» GOAL
Recast all of the data below as a Markdown table with two columns, Row and Data line, giving each nonblank line its own numbered row. Leave the images out of your answer.

* START PROVIDED ENTRIES *

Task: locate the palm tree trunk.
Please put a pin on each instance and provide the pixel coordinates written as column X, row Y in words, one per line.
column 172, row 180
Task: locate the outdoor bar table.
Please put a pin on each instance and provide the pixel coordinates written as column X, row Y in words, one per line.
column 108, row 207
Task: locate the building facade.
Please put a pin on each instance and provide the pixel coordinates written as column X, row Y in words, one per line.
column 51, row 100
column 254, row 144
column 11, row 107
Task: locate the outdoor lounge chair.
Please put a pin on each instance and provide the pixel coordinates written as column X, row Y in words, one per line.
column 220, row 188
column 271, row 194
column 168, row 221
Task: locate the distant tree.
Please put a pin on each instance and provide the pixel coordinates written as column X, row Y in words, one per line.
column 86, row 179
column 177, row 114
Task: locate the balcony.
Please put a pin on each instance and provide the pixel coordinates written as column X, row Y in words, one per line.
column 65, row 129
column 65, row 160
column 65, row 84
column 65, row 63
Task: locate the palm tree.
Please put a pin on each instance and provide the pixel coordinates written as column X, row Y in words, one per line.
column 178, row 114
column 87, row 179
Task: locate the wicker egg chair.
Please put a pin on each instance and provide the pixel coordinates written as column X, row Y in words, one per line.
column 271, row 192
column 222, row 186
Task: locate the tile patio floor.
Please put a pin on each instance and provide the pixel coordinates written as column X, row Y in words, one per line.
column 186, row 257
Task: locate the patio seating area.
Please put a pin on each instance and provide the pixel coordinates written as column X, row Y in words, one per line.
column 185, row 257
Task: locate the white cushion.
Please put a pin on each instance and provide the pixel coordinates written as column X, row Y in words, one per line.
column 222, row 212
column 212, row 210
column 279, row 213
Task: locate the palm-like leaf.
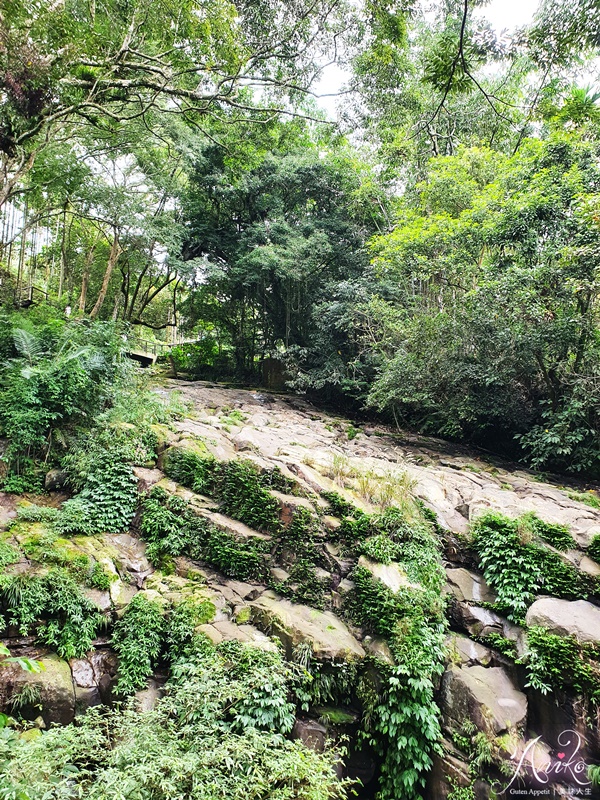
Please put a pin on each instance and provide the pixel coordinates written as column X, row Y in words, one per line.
column 27, row 345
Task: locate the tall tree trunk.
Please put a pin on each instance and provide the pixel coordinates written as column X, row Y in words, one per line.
column 115, row 252
column 85, row 278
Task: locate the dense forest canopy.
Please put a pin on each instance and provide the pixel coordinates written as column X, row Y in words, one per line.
column 432, row 255
column 235, row 594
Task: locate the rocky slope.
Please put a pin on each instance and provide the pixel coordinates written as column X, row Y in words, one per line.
column 491, row 718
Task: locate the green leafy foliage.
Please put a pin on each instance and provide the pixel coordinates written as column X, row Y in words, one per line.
column 53, row 379
column 137, row 640
column 403, row 719
column 561, row 662
column 518, row 568
column 107, row 502
column 53, row 606
column 594, row 548
column 172, row 529
column 221, row 721
column 238, row 485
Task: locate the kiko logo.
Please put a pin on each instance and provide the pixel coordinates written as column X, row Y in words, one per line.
column 567, row 767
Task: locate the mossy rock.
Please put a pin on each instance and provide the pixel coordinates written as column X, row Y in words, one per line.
column 195, row 446
column 294, row 624
column 55, row 691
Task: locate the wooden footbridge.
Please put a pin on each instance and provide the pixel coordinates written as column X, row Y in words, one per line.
column 146, row 351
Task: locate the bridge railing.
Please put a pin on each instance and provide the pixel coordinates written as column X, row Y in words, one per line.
column 155, row 348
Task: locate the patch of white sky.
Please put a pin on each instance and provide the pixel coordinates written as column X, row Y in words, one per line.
column 504, row 15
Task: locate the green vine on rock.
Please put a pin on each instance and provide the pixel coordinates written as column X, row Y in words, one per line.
column 518, row 567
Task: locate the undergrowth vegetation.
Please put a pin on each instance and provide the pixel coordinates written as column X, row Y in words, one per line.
column 239, row 486
column 218, row 734
column 171, row 528
column 401, row 718
column 518, row 566
column 562, row 663
column 53, row 607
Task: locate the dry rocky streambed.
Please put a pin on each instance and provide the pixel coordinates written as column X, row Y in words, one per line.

* END PROVIDED ENTRIES *

» RESPONSE BELOW
| Row | Data line |
|---|---|
| 1 | Task: locate the palm tree trunk. |
| 2 | Please put a pin on each instance and provide the pixel coordinates written as column X, row Y in words, one per line. |
| 3 | column 172, row 180 |
| 4 | Task: locate the outdoor bar table. |
| 5 | Please put a pin on each instance and provide the pixel coordinates written as column X, row Y in words, one per line. |
| 6 | column 108, row 207 |
| 7 | Task: locate the building facade. |
| 8 | Please put a pin on each instance and provide the pixel coordinates written as column X, row Y in words, one per line. |
| 9 | column 51, row 100 |
| 10 | column 254, row 144 |
| 11 | column 11, row 107 |
| 12 | Task: locate the outdoor lounge chair. |
| 13 | Please put a pin on each instance and provide the pixel coordinates written as column X, row Y in words, one per line. |
| 14 | column 220, row 188 |
| 15 | column 271, row 194 |
| 16 | column 168, row 221 |
| 17 | Task: locate the distant tree. |
| 18 | Please put a pin on each instance and provide the pixel coordinates written as column X, row Y in words, one per line. |
| 19 | column 86, row 179 |
| 20 | column 177, row 114 |
| 21 | Task: locate the balcony. |
| 22 | Please put a pin on each instance and provide the pixel coordinates written as column X, row Y in words, one per line. |
| 23 | column 65, row 129 |
| 24 | column 65, row 160 |
| 25 | column 65, row 84 |
| 26 | column 65, row 63 |
| 27 | Task: locate the palm tree. |
| 28 | Please put a pin on each instance and provide the pixel coordinates written as column X, row Y in words, one per line. |
| 29 | column 178, row 114 |
| 30 | column 87, row 179 |
| 31 | Task: locate the wicker egg chair. |
| 32 | Please put a pin on each instance and provide the pixel coordinates written as column X, row Y in words, one per line. |
| 33 | column 271, row 192 |
| 34 | column 222, row 186 |
| 35 | Task: locate the tile patio floor. |
| 36 | Please put a pin on each instance and provide the pixel coordinates written as column X, row Y in words, one per line. |
| 37 | column 186, row 257 |
| 38 | Task: locate the patio seating area. |
| 39 | Please put a pin on each instance and provide the pixel coordinates written as column X, row Y in words, one per line. |
| 40 | column 185, row 257 |
| 41 | Task: locate the white cushion. |
| 42 | Please put a pin on each instance and provide the pixel coordinates written as column X, row Y in words, one per line. |
| 43 | column 222, row 212 |
| 44 | column 212, row 210 |
| 45 | column 279, row 213 |
| 46 | Task: locate the palm-like leaf. |
| 47 | Please put a pin on each instance and provide the pixel coordinates written as column X, row Y in words, one per line. |
| 48 | column 27, row 345 |
| 49 | Task: locate the tall tree trunk. |
| 50 | Please put a pin on each instance and provide the pixel coordinates written as column X, row Y in words, one per line. |
| 51 | column 115, row 252 |
| 52 | column 85, row 278 |
| 53 | Task: locate the dense forest canopy. |
| 54 | Please put a pin on each instance and provide the pixel coordinates written as column X, row Y in words, one per line. |
| 55 | column 432, row 255 |
| 56 | column 235, row 594 |
| 57 | Task: locate the rocky slope. |
| 58 | Please put a pin on each instance and provide the pixel coordinates written as column X, row Y in words, one per line. |
| 59 | column 491, row 718 |
| 60 | Task: locate the green leafy foliage. |
| 61 | Please put a pin on each instance and provide the pixel coordinates written as column X, row Y in words, one per line. |
| 62 | column 53, row 379 |
| 63 | column 137, row 640 |
| 64 | column 403, row 719 |
| 65 | column 561, row 662 |
| 66 | column 518, row 568 |
| 67 | column 107, row 502 |
| 68 | column 53, row 606 |
| 69 | column 594, row 548 |
| 70 | column 172, row 529 |
| 71 | column 221, row 721 |
| 72 | column 238, row 485 |
| 73 | Task: locate the kiko logo. |
| 74 | Please put a pin on each instance and provide the pixel coordinates written as column X, row Y in words, one per line. |
| 75 | column 567, row 767 |
| 76 | Task: locate the mossy rock. |
| 77 | Please put a pin on each instance and provide the pixel coordinates written as column X, row Y in words, one per line. |
| 78 | column 195, row 446 |
| 79 | column 294, row 624 |
| 80 | column 55, row 691 |
| 81 | Task: locate the wooden footbridge. |
| 82 | Please put a pin on each instance and provide the pixel coordinates written as column X, row Y in words, one per line. |
| 83 | column 146, row 351 |
| 84 | Task: locate the bridge railing. |
| 85 | Please put a pin on each instance and provide the pixel coordinates written as column X, row Y in words, one per line. |
| 86 | column 155, row 348 |
| 87 | Task: locate the patch of white sky. |
| 88 | Please put a pin on each instance and provide the pixel coordinates written as column X, row Y in words, one per line. |
| 89 | column 504, row 15 |
| 90 | Task: locate the green vine on rock. |
| 91 | Please put a pin on each instance and provide the pixel coordinates written as column X, row Y in words, one per line. |
| 92 | column 518, row 567 |
| 93 | Task: locate the undergrowth vegetation. |
| 94 | Please put a pin on each instance and provide the pixel coordinates written as column X, row Y in words, one per line. |
| 95 | column 239, row 486 |
| 96 | column 218, row 734 |
| 97 | column 171, row 528 |
| 98 | column 401, row 718 |
| 99 | column 518, row 566 |
| 100 | column 562, row 663 |
| 101 | column 53, row 607 |
| 102 | Task: locate the dry rocky streambed. |
| 103 | Please put a pin on each instance and provide the pixel coordinates written as column X, row Y in words, one per line. |